▸ **Exercise aim**
Nothing in the data may change. Copy all of it exactly.

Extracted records
=== Section Start ===

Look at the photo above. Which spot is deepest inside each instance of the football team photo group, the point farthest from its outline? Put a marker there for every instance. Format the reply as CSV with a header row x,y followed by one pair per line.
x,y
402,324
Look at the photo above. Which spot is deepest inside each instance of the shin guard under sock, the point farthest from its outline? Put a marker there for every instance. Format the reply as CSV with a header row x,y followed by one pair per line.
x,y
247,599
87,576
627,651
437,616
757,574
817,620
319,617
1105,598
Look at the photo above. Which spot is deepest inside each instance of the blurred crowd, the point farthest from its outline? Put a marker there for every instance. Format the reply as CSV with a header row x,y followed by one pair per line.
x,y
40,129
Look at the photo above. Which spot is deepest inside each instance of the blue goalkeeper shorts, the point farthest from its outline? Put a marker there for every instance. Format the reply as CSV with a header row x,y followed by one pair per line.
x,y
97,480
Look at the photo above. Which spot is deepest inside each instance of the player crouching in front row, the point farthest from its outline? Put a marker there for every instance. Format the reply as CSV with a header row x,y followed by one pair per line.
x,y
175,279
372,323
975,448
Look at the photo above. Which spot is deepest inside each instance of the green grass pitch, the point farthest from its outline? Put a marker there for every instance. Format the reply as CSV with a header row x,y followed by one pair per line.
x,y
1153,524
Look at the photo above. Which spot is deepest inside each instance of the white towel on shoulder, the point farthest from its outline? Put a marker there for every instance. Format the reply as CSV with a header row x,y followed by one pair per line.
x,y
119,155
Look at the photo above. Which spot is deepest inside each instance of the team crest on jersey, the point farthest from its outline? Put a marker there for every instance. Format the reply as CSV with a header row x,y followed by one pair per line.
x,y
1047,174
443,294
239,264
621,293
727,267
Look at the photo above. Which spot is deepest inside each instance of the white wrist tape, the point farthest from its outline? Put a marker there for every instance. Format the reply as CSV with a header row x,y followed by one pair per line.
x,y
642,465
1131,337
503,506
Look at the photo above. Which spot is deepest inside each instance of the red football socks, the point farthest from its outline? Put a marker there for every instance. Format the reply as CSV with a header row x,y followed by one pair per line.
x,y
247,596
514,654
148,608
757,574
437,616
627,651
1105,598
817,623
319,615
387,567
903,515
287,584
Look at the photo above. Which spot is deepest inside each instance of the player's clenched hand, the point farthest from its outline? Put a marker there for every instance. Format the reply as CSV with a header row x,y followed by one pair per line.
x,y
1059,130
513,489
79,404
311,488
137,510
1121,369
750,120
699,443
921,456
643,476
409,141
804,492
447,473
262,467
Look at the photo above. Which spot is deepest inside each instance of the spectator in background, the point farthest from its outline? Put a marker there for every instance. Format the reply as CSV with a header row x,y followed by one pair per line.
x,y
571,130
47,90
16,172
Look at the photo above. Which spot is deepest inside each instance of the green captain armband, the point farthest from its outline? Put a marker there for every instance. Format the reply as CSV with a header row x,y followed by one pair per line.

=== Section End ===

▸ **Exercise output**
Look at the photo above. Which spot is deepest inside each instance of the football team photo group, the point farthest from its outline? Put a marker there for every instance. Format the reply as CSV with a header row x,y followed by one pair per line.
x,y
402,324
Look at the photo above. Which spot is deepest inside each instance of the shin guard under sock, the point farthest from its outline? Put a marker there for every instance. Format the reply as CSV with a header row x,y followed by one pair per line.
x,y
247,599
87,576
627,651
437,616
757,574
817,620
319,617
1105,598
Look at the photo above. Which spot is deepest inside each instance of the blurred crowd, the point farthest from its outline? Put a marker there for every instance. Format the reply as CSV with a header row x,y followed by one pair per line.
x,y
40,129
Look at the photo above. Which spot is deepest inside each instance of the blue goalkeeper shorts, the point farthest from its outline? Put a marker there for every instance. Format the reply as CSV with a header row x,y followed by one pair per line.
x,y
97,480
Look at the photo above. Which spot is deepest inside each instance of the player crouching in front row, the point farthest from its outline? Put a marker there for every instance. Format the reply as CSV with a header row x,y followed by one pair per line.
x,y
175,279
372,323
975,448
Look at the photo above. Which spot is deepest inside each instance of the green grass pitch, the point farthest from its outline? Put a marker there for every instance. Format the reply as CSV with a header row x,y followed by one pair per line.
x,y
1153,524
Look at the photo above. Which spot is deepest inside each instance of the white towel on shoulder, the point farthest from its outline? Put a marker there for every instance. Format the reply as CSV with a header row x,y followed by one pair per line.
x,y
119,155
Look at the photo above. Which spot is deepest inside each instance of the team crest on jersey, the point farthest from its outline? Put a marker there for every instance. Format the reply as CSV with a header row x,y followed by one pair per line.
x,y
1047,174
443,294
239,264
621,293
727,267
Look at the photo above. Which spot is deepest inside each instance of the white wrist tape, the point farthest from its outline? Put a marker there for every instance. Format the reply as CSV with a header row x,y followed by one pair per line.
x,y
642,465
1131,337
503,506
Look at the photo above. Which spot is deepest inside each instance of the red football socks, the point farthest from its outline? Put a marker there for every instance. Format the reply as CSV with a header row x,y followed by one pair per line.
x,y
247,596
514,654
148,608
757,574
437,616
627,651
1105,598
817,623
319,615
387,567
903,515
287,584
Look at the photo above. Which spot is deepest inside each instance of the player's clenched hand, the point farthest from its outline? Put a marker there for every instance. Format the reply as CSV with a header row x,y followed by one pair per line.
x,y
1059,130
513,489
79,404
311,488
137,510
1121,369
750,120
699,443
921,456
643,476
409,141
804,492
447,473
262,467
Look at the photo above. Which spot is deepest inside each instance of the spectator in background, the point farthest from its outline? Put a marker there for every instance. Format the reply as CSV with a header row x,y followed by one pair per line.
x,y
571,130
47,90
16,172
Look at the photo above. Which spot is deepest inside each instance of the green captain armband, the point farthest from its outline? Put a marker there for every instance. Format the reply as CSV with a header row x,y followed by one pair per line.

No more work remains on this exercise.